## Selected text
Trolls are normally the stuff of Nordic folklore or the occasional inhabitants of children’s nightmares. But, in their modern incarnation, they are also the bane of Jonathan Pearl’s professional life.

Pearl is the general counsel at global mobile telephone and electronics giant Sony Ericsson, and his fearsome adversaries are a far more commercially dangerous variety of ‘patent trolls’ – officially, non-practising entities (also known as non-product enterprises or NPEs). These are effectively holding companies with no assets other than patents.

NPEs have a taste for bringing claims against established technology manufacturers. Their home patch has been a far-flung court in the small, dusty city of Marshall in Texas, where the local judge has built a reputation for quickly processing claims and putting them before plaintiff-friendly juries that dole out large damages’ awards.

But the trolls have more recently been spreading to Europe and around the world. One of Sony Ericsson’s major competitors, Finland’s Nokia, is currently defending a claim in Germany brought by IPCom (not to be confused with IP.com), a company jointly owned by Munich-based logistics company Schoeller Group and New York private-equity and hedge fund Fortress Investments. IPCom describes itself as an ‘intellectual property (IP) asset manager’ – but, to others, it is little more than a European patent troll. If it is successful against Nokia, then IPCom – troll or not – is in line for damages of more than $ı6m.

Undermining creativity

With figures like that, the stakes are high, which is why Pearl’s views on the subject of trolls are robust. Indeed, it is his opinion that they resemble less trolls and more leeches, feeding off the creative ingenuity of others. And his main professional wish would be to see the US federal government and individual states legislate to kill them off.

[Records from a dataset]
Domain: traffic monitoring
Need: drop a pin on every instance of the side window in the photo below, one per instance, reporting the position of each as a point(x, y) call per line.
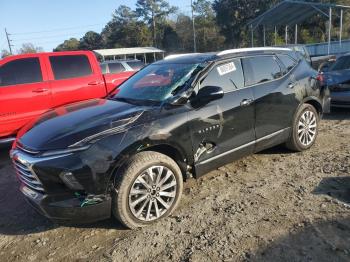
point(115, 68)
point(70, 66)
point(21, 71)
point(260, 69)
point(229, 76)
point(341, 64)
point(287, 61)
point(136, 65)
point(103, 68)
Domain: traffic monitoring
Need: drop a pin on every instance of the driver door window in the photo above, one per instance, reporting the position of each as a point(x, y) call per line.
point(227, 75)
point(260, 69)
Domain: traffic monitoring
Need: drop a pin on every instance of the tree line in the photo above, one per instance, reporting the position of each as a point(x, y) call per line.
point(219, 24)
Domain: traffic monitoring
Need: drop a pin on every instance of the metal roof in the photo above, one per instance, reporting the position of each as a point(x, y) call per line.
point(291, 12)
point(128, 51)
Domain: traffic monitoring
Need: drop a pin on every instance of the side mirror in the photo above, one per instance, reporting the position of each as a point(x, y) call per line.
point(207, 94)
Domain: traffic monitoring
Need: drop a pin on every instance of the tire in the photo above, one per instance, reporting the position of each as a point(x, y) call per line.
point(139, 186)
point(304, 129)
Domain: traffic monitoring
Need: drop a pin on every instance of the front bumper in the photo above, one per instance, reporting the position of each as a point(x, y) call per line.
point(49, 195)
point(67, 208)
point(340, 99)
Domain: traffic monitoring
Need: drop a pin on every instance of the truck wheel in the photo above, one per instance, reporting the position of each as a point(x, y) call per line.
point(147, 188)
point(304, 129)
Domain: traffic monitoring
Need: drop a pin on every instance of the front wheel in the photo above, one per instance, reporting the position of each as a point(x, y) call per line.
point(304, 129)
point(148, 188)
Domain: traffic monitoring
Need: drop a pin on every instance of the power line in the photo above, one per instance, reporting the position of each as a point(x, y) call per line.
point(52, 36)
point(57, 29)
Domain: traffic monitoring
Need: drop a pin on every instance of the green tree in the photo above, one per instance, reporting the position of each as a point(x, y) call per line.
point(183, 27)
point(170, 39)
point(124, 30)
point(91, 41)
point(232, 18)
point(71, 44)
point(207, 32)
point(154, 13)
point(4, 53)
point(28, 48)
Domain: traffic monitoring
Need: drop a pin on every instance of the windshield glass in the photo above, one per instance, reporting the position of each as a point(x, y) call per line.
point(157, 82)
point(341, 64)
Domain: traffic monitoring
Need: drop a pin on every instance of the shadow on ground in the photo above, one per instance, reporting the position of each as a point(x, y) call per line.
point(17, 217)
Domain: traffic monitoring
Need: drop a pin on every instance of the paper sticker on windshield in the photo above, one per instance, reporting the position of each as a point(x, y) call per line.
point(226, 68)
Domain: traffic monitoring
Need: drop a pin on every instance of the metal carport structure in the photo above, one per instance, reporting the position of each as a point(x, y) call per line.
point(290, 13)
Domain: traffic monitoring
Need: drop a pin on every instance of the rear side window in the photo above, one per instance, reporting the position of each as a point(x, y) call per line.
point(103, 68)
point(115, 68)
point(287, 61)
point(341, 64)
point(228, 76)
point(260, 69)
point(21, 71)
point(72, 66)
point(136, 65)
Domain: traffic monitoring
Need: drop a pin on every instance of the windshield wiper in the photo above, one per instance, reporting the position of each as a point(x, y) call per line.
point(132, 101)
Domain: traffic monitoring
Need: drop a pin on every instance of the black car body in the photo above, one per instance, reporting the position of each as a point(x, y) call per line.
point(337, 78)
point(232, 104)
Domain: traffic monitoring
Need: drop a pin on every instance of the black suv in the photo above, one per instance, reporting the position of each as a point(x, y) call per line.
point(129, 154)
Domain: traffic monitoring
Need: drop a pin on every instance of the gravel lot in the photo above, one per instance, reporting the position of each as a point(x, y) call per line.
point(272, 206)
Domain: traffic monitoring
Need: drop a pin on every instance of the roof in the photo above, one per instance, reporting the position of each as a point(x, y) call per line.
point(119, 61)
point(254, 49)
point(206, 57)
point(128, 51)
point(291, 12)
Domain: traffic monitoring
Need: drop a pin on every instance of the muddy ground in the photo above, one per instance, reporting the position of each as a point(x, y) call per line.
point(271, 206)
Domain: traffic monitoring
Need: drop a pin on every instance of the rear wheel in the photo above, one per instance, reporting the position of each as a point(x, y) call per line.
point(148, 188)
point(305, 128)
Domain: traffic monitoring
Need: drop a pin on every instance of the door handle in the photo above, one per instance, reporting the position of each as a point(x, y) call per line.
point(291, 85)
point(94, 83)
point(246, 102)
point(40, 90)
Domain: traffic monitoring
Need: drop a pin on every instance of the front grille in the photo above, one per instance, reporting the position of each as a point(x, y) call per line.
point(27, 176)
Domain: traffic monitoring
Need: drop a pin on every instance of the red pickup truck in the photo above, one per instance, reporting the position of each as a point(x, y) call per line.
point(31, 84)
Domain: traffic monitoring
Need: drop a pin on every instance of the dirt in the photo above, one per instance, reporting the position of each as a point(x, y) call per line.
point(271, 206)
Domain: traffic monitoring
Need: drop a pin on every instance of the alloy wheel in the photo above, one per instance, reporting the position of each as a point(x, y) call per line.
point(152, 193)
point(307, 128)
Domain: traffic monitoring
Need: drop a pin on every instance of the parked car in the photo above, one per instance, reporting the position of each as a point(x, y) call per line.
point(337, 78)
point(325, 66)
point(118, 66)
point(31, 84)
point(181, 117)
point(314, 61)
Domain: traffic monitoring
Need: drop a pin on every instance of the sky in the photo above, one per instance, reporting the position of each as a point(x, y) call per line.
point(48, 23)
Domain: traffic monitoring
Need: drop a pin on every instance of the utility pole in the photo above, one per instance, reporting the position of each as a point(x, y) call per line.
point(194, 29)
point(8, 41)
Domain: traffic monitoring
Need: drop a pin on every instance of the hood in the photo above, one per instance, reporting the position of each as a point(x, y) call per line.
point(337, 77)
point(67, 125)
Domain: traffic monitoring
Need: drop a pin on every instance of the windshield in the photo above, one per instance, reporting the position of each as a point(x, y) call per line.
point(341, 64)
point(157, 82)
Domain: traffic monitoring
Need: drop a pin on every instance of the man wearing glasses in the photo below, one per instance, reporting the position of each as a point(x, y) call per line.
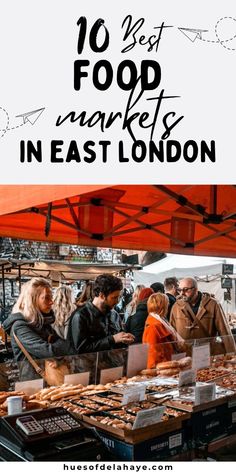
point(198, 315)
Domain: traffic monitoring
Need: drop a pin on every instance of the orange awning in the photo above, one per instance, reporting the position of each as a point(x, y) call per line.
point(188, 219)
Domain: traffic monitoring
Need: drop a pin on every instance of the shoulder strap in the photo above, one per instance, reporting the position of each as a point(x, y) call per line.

## Directives
- a) Identify every country named in the patent troll article.
- b) Filter the listing to every line that contains the string "front", treating case as significant.

## Per-task outputs
- a) Finland, Germany, and the US

- b)
Need: drop a pin on every instance of the front bumper in the photo above, one per instance, reporting the position of each as a point(x, y) call per line.
Need: drop a pin on every instance of the front wheel in the photo above, one per instance, reporting the position of each as a point(x, y) call per line.
Need: drop a pin on every instance of the front grille in the photo above, one per instance, reporting the position of each as a point(x, y) call per line.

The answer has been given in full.